_Lesetext_.
■ ■ ■ ■ ■

Und nun erst glaube ich die Eintheilung meines weisen Lehrers ein zu sehen zwischen der logischen und reelen oppositition [!].Die logische nemlich bestehet aus einem positiven oder auch reelen Saz mit seiner verneinung, sie mögen ofenbar oder versteckt seyn, Die reele aber bestehet aus zwey positiven Säzen, die sich ein ander widerstreiten. Nun dencke ich ein klaren begrif von diesen Unterschied zu haben. es ist bewiesen worden, daß von zwey widersprechende prädicaten einem jeden Dinge eines zu kommen muß, weder beyde können ihm zu gesprochen noch beyde ab gesprochen werden, und warum können nicht beyde removirt werden? weil dis ebenso viel ist, [als] wenn ihm beyde zugeschrieben werden, Dieses ist nur bey der logische oppositition [!], wo ein bejahender, und verneinender Satz einander widerstreiten, aber bey der reele können die opposita sich so entgegen gesezt seyn, daß zwar beyde zusammen nicht seyn können, aber sie können beyde entfernt seyn, die Ursach lieget darin, weil [es] bei zwey positiven noch ein drittes giebt, bey jener aber nicht, und das princip. Exclusi medii gehet nur da, wo es kein Drittes giebt. Ein jedes Ding muß z: B. seyn entweder a oder non a, ich muß vergnügt oder nicht vergnügt seyn, aber nicht: ein jedes Ding muß a. oder b. seyn, ob es Gleich beyde zusammen nicht seyn kann, ich muß nicht vergnügt oder traurig seyn, den es giebt noch ein drittes: c; ich kann nemlich im Stande der Gleichheit seyn. zusammen können also zwey entgegen gesezte Säze nicht in einem Subiect seyn, aber wohl beyde entfernt. Der Korper, der von 2 gleiche entgegen gesezte Kräffte nach verschiedener [!] Gegenden getrieben wird, verhält sich in ansehung der Kräffte wie ein zero und bleibt in Ruhe, bey der logische also komt ein ens negatiuum heraus, das Ding kann sich nicht als ein zero verhalten, sondern / nihil. Bey den reelen aber verhalt es sich als ein zero. ich glaube nicht zu irren, wann ich sage, daß nur bloß positive Säze sich widersprechen können, nicht aber wirckliche realiteten, denn einer realitet entgegen gesezt seyn ist eine wahre Verneinung. Dieses scheinet mir darum erheblich zu seyn, weil ich ohne dem den Beweis der Existentz Gottes apriori zu entbehren glaube.

■ ■ ■ ■ ■

[Auszüge aus Daten mit Punkt-Annotationen]

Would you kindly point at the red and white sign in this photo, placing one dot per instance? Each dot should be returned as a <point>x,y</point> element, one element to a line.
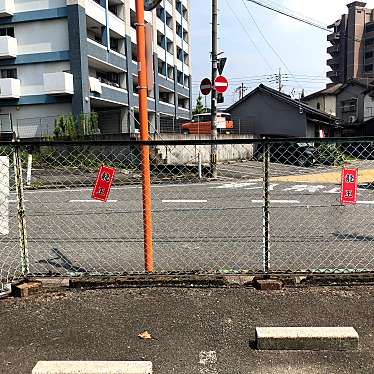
<point>221,84</point>
<point>348,189</point>
<point>103,183</point>
<point>206,86</point>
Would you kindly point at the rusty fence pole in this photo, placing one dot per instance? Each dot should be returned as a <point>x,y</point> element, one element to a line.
<point>21,210</point>
<point>266,207</point>
<point>143,114</point>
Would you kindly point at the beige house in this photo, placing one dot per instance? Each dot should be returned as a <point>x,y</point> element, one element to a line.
<point>324,100</point>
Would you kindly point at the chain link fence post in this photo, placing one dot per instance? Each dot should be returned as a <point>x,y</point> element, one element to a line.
<point>21,210</point>
<point>266,207</point>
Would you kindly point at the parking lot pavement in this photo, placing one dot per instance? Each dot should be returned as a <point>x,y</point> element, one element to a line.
<point>202,330</point>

■ ■ ■ ■ ■

_Aufgabe 1_.
Woraus besteht laut dem Lesetext über logische und reale Opposition die reale Opposition?
_Aufgabe 2_.
Schreib den Lesetext über logische und reale Opposition im Anschluss an seinen letzten Satz weiter.

_Antwort 1_.
Sie besteht aus zwei positiven Sätzen, die einander widerstreiten.

_Antwort 2_.
Auf der art schmeichle ich mir die bisher von meinem theueren Lehrer vorgetragene Lehre von den ersten Gründen unsrer Erkentniß begrifen zu haben, Glücklich, wann es keine bloße Schmeichley ist, aber nicht weniger glücklich, wenn derselbe mir meine, auf den von ihm mir vorgebahnten Fußsteg begangene Fehltritte anzuzeigen die Gewogenheit hätte.